(TEILE DER ÜBUNG)
A) Schreib aus dem folgenden Text über den Wettbewerb der Hochschulen die Stelle von „Grundsätzlich könne eine“ bis „oben zu treiben.“ wortgetreu ab.
B) Führe den folgenden Text über Forschung im Wettbewerb der Hochschulen nach seinem letzten Satz weiter.

Grundsätzlich könne eine Hochschule umso leichter renommierte Wissenschaftler anlocken, je finanzkräftiger sie ist. Ähnlich wie sich die reichsten Fussballclubs die besten Spieler und die finanzkräftigsten Firmen die teuersten Topshots unter den CEOs schnappen können. Die grössten Universitäten könnten Allianzen schmieden, um Geldgeber zu finden und die Studiengebühren nach oben zu treiben.
Die Kernfrage
Für Kesselring lautet die Kernfrage: «Wollen wir Wissen (und praktische Fähigkeiten) primär als Instrumente im Kampf um Wettbewerbsvorteile betrachten oder als Grundlagen einer uns allen gemeinsamen humanen Kultur, die zu erhalten und weiterzuentwickeln wir alle gleichermassen aufgerufen sind?» Ein Ziel der Wissenschaften liege – um mit Popper zu sprechen – in der Annäherung an die Wahrheit. Ein anderes Ziel liege in ihrem Beitrag zur Bewältigung echter (sozialer, ökologischer, friedenspolitischer usw.) Herausforderungen. Diese Ziele träten aber in den Hintergrund, wenn sich im Forschungs-Wettbewerb Projekte durchsetzten, die auf wirtschaftlichen Gewinn und/oder Prestige-Zuwachs hin konzipiert seien. Bahnbrechende Forschung werde nicht gefördert, indem man sie ins Scheinwerferlicht einer applaudierenden Öffentlichkeit rücke.

(MITGELIEFERTE LISTE)
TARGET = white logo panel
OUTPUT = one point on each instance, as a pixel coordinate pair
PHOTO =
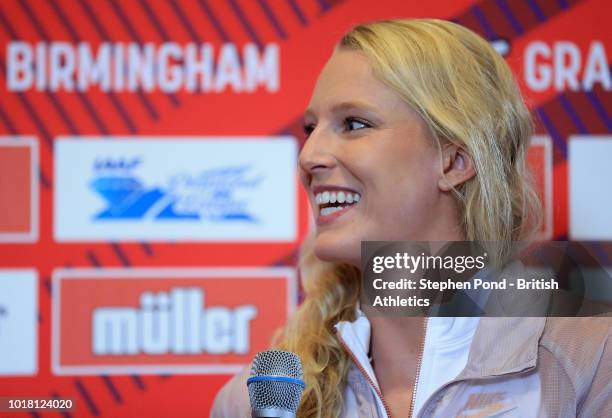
(18, 322)
(590, 196)
(189, 189)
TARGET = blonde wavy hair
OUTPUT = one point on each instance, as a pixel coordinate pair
(467, 95)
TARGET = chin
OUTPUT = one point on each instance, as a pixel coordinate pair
(337, 251)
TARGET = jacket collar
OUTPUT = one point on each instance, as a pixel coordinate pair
(500, 345)
(503, 345)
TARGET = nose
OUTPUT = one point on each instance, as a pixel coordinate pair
(316, 157)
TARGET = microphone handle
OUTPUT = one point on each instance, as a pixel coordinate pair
(272, 413)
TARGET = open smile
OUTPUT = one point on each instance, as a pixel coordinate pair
(333, 203)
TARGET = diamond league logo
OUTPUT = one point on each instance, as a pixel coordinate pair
(209, 194)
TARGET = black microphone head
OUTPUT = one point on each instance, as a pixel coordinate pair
(276, 381)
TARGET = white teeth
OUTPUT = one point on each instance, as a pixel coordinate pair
(324, 198)
(330, 210)
(333, 197)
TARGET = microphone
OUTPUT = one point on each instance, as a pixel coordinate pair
(276, 384)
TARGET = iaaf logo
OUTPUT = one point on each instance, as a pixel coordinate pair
(179, 188)
(209, 194)
(166, 320)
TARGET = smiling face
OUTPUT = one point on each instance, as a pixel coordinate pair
(369, 165)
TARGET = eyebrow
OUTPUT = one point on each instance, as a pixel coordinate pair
(344, 106)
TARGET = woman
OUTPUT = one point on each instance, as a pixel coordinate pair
(417, 131)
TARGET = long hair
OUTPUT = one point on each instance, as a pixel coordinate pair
(466, 94)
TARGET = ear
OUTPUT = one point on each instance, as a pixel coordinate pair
(457, 167)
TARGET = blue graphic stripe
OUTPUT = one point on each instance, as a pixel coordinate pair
(535, 8)
(298, 12)
(65, 414)
(108, 383)
(483, 22)
(120, 254)
(245, 23)
(569, 109)
(272, 19)
(208, 11)
(552, 130)
(147, 249)
(283, 379)
(138, 382)
(507, 12)
(185, 21)
(86, 397)
(599, 109)
(324, 5)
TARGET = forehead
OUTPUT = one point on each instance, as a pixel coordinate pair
(348, 77)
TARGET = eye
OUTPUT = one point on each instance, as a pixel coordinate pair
(354, 124)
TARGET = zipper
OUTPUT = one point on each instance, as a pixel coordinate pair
(365, 374)
(419, 361)
(465, 379)
(376, 389)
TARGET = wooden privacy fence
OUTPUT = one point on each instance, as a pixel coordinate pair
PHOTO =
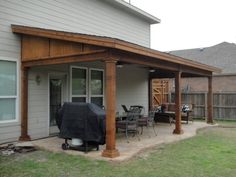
(224, 104)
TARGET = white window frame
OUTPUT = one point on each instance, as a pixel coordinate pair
(90, 89)
(16, 97)
(87, 91)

(GEGEBENE ANTWORTEN)
A)
Grundsätzlich könne eine Hochschule umso leichter renommierte Wissenschaftler anlocken, je finanzkräftiger sie ist. Ähnlich wie sich die reichsten Fussballclubs die besten Spieler und die finanzkräftigsten Firmen die teuersten Topshots unter den CEOs schnappen können. Die grössten Universitäten könnten Allianzen schmieden, um Geldgeber zu finden und die Studiengebühren nach oben zu treiben.

B)
Bildung sei eines der klassischen global public goods – eine Voraussetzung ebenso von Freiheit wie von demokratisch verhandelter Gleichheit. Damit verbiete sich im Grunde jede Privatisierung von Bildungsinhalten. Die bisher noch kleine Open-Science-Bewegung trete dafür ein, dass zumindest die Forschenden, also alle, die über das erforderliche fachspezifische know how verfügen, einander ihre Forschungsresultate, einschliesslich der zugrunde liegenden Messdaten zur Verfügung stellen.7
Fazit des Autors: «Das Bildungswesen stellt eine wesentliche Voraussetzung für das Funktionieren der Wirtschaft dar. Gleichzeitig ist das Bildungswesen gegenüber der marktwirtschaftlichen Logik aber auch besonders exponiert und für ihre Einflüsse besonders empfänglich. Es ist deshalb für eine Vielzahl von Pervertierungen anfällig, die man sich erst einmal klar machen muss, wenn man wirksam gegen sie vorgehen will.»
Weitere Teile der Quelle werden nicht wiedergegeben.